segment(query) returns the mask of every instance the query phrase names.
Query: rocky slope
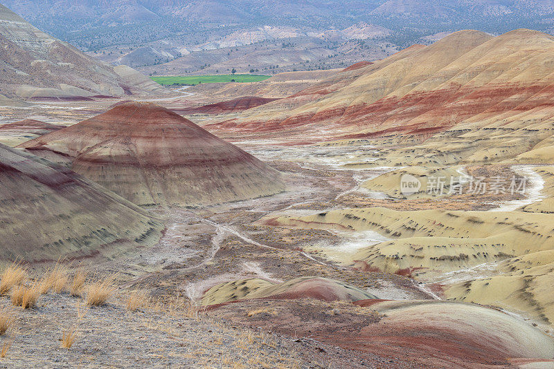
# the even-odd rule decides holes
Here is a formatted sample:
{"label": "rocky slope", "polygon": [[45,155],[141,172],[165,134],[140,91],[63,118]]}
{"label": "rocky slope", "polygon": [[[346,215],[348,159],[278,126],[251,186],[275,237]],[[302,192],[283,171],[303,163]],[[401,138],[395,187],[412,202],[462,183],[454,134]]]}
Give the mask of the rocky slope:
◆ ◆ ◆ ◆ ◆ ◆ ◆
- _YOUR INSTRUCTIONS_
Rewrite the material with every "mask" changed to "outline" and everything else left as it is. Leave out the picture.

- _EXERCISE RESPONSE_
segment(query) returns the outline of every instance the query phrase names.
Query: rocky slope
# the even-odd rule decides holes
Here is a formatted sample:
{"label": "rocky slope", "polygon": [[45,155],[141,172],[165,134],[140,91],[63,118]]}
{"label": "rocky slope", "polygon": [[[346,215],[348,159],[278,126],[251,186],[275,237]],[[302,192],[283,171],[303,163]],[[401,138],[395,187],[412,202],[462,183],[454,134]]]}
Give the outline of the rocky slope:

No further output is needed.